Find each line in the entries below that contains the word "this", and copy those lines out.
— BEGIN SUPPLIED MATERIAL —
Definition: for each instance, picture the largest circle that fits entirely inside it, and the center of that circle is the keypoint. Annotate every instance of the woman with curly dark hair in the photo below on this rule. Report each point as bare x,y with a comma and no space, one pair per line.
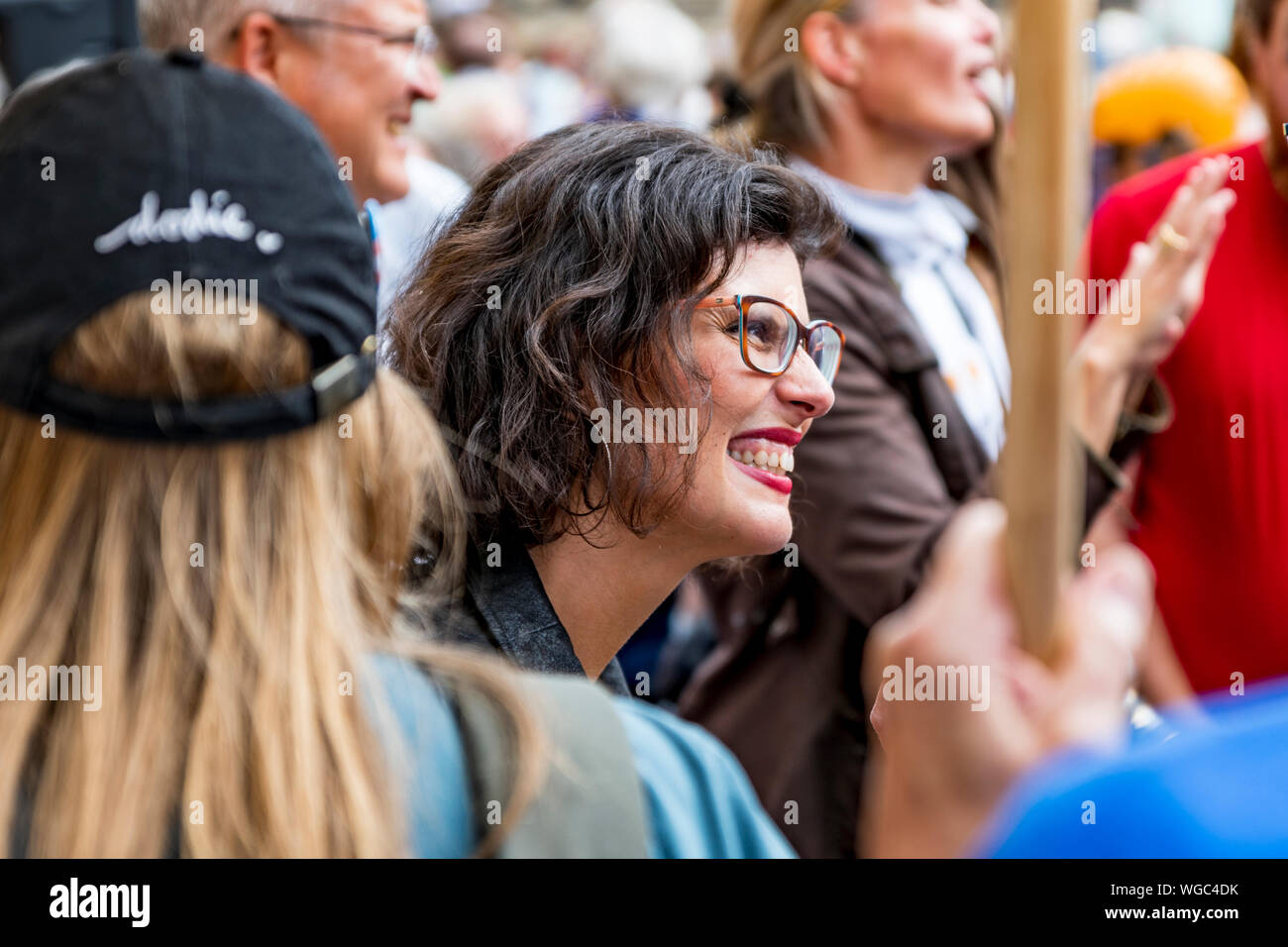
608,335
— END SUPPLIED MATERIAL —
— BEGIN SUPPLIED MATERIAL —
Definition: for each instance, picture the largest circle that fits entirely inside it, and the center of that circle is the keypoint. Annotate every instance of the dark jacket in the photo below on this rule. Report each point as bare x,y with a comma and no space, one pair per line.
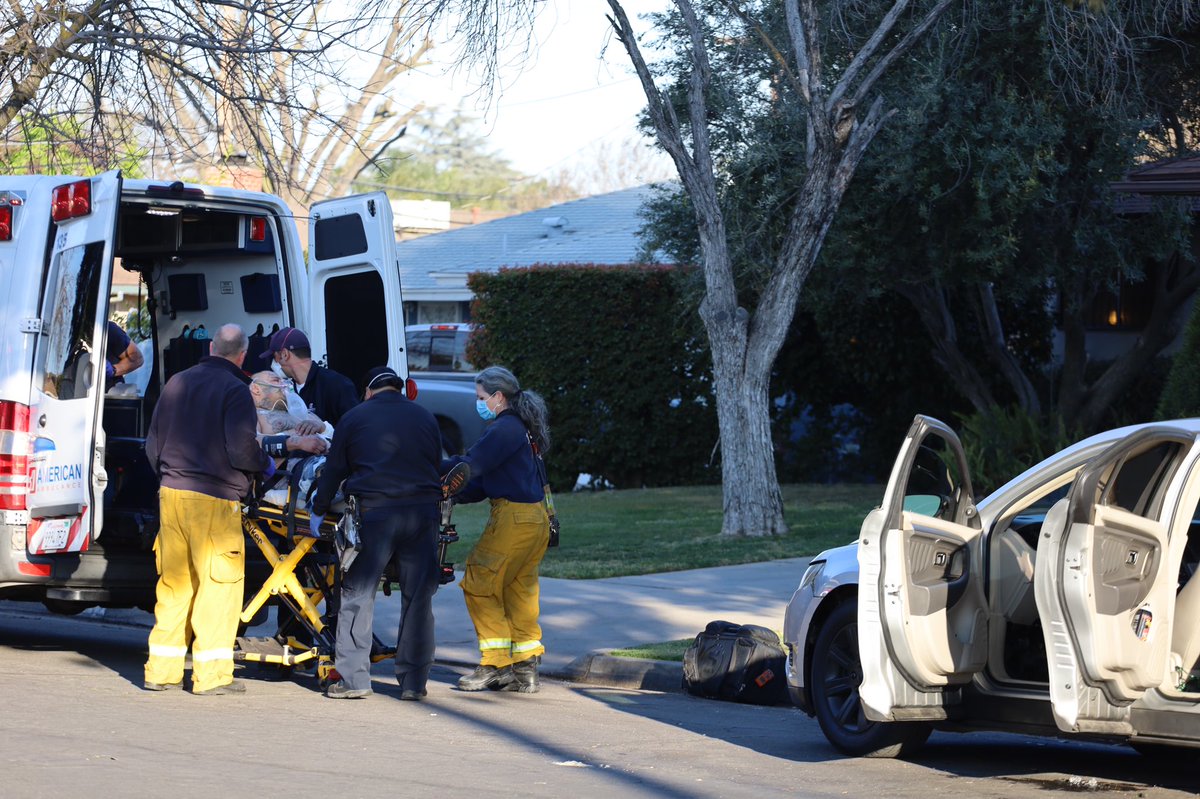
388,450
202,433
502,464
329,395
— END SUPPLIED MATERIAL —
EXERCISE RESPONSE —
Definition: for each instance, picture the largest circle that fits entirely inside it, and the center of that circle is the keypoint. Annotate every instance of the woman with curly dark hair in the photo below on this rule. Report each point as bare x,y with a comma and no space, one pair per line.
Definition: for each instance, picture the largest circle that fits entirely inside it, and the center of that circle is the keypoint. Annotate every instance of the dark jacket in the photo below on this rule. Report each point as bare x,y with a comma and no space, one pair per line.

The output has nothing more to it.